TASK PROMPT → This exercise needs the listing below duplicated exactly.

-.-.-

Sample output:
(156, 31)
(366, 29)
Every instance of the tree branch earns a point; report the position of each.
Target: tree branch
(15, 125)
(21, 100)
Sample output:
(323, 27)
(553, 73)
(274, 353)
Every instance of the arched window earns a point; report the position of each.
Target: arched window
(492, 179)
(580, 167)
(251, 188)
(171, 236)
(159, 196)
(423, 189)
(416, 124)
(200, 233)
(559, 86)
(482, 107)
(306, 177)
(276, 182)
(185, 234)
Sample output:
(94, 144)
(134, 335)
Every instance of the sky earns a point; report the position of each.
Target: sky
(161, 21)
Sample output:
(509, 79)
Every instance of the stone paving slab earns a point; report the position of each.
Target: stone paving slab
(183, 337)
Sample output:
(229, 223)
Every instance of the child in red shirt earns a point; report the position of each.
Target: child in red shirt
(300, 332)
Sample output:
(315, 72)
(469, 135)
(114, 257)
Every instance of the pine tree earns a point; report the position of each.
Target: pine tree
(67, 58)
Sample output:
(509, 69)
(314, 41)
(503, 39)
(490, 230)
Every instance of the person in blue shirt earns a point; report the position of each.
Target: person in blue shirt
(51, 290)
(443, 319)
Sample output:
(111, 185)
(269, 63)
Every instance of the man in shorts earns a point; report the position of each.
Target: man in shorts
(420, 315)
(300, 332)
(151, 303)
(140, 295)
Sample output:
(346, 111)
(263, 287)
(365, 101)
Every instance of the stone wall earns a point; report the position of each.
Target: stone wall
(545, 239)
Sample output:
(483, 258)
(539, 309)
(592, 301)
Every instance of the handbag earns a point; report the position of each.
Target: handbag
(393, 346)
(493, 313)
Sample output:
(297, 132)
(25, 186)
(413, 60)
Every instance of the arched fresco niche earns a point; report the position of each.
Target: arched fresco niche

-.-.-

TASK RESPONSE →
Sample output:
(156, 31)
(366, 29)
Every instance of the tree branch earns a point; report the position of each.
Target: tree branch
(15, 125)
(21, 100)
Sample output:
(323, 27)
(553, 73)
(274, 353)
Every instance of the arched window earns a point; report the position of each.
Target: arched window
(492, 179)
(580, 167)
(251, 188)
(171, 236)
(159, 196)
(423, 189)
(416, 124)
(200, 233)
(559, 86)
(482, 107)
(306, 177)
(276, 182)
(185, 234)
Sample output:
(94, 144)
(134, 335)
Every instance of the sky earns a point; report the position of each.
Target: sky
(161, 21)
Sample output:
(509, 79)
Every instance of the stone paving slab earns a point; report the position of each.
Target: stone paving slab
(183, 337)
Sample output:
(229, 223)
Every instance of the child in red shirt earns a point; report the position of each.
Target: child in red shirt
(300, 332)
Sample output:
(315, 72)
(469, 135)
(114, 257)
Every instance of the pine tree earns a point; report the position of each.
Target: pine tree
(67, 58)
Sample output:
(509, 69)
(314, 41)
(503, 39)
(490, 230)
Every instance of the person in blue shirt earns a point; report the position of each.
Target: person in blue shirt
(51, 290)
(443, 319)
Sample output:
(111, 185)
(269, 63)
Every instance of the man in shorts earns a point; report the position of each.
Target: man in shorts
(420, 315)
(300, 332)
(151, 303)
(140, 295)
Sample output:
(346, 111)
(263, 287)
(365, 101)
Every instance of the stone wall earns a point; report the position of each.
Target: stone wall
(545, 239)
Sample output:
(483, 258)
(539, 309)
(592, 301)
Every instance of the handbag earns a point; report the position of each.
Target: handbag
(393, 346)
(493, 313)
Sample output:
(297, 132)
(25, 186)
(413, 60)
Every instance of the arched fresco niche earns a point; report the position of each.
Target: arched fresco niche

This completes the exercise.